### Deine Aufgabe:
Welche Leistungen will Gesamtmetall-Präsident Wolf laut dem Artikel abschaffen? Nenne alle.

··· Artikel ···

In den letzten Wochen haben IG Metall und Betriebsräte  Proteste gegen Arbeitsplatzabbau organisiert. In einigen Fällen gab es kurz darauf eine Vereinbarung mit Sozialplan und Transfergesellschaft zum Abbau von Arbeitsplätzen. In vielen anderen Betrieben wird darüber verhandelt. 

Das darf nicht so weitergehen. Zugeständnisse von Belegschaften in der Vergangenheit, der Verzicht auf eine Lohnerhöhung der IG Metall für die Jahre 2019 und 2020 haben dazu geführt, dass die Unternehmer ihre Angriffe verschärfen. Gesamtmetall-Präsident Wolf verlangt für die Tarifrunde  2021 eine Nullrunde,  die Abschaffung von bezahlten Pausen, Spätzulagen und Weihnachtsgeld. Die „starre 35-Stunden-Woche“ solle fallen, stattdessen soll „Mehrarbeit ohne vollen Lohnausgleich“ kommen. 

Der Generalangriff des Kapitals muss mit einer Offensive der IG Metall beantwortet werden. Wenn die Unternehmer Beschäftigungssicherungsverträge aufkündigen, sollte die IGM die dafür gemachten Zugeständnisse ebenfalls aufkündigen. Die bei den Protesten in den letzten Monaten gezeigte Kampfbereitschaft muss für  konzern- und branchenweite Ausweitung und Steigerung der Proteste, für Großdemonstrationen, Streiks und notfalls Betriebsbesetzungen genutzt werden.

··· Gespeichertes Material ···

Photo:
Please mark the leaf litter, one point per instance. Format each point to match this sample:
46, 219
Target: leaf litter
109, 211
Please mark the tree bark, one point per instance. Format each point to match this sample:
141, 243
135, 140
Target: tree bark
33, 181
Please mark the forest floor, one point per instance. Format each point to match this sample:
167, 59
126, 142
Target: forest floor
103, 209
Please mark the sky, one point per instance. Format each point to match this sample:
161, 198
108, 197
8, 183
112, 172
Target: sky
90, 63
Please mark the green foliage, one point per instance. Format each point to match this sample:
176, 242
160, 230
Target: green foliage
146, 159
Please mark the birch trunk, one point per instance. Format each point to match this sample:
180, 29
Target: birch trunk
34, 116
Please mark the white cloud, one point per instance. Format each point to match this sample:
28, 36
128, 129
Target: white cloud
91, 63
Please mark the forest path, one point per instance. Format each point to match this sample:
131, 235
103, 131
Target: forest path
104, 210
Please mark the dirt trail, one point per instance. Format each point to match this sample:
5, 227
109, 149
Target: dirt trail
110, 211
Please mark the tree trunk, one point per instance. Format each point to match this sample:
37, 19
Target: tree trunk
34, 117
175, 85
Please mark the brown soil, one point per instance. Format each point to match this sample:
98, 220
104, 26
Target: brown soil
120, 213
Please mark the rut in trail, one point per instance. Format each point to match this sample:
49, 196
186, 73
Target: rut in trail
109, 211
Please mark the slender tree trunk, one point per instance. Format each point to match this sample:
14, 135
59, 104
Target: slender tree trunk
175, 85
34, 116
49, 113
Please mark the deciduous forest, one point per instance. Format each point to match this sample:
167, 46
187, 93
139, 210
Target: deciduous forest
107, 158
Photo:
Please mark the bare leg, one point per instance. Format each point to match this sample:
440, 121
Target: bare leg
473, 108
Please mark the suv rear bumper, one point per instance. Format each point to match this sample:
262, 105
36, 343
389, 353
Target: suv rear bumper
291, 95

···

### Antwort zur Übung:
Bezahlte Pausen, Spätzulagen und Weihnachtsgeld.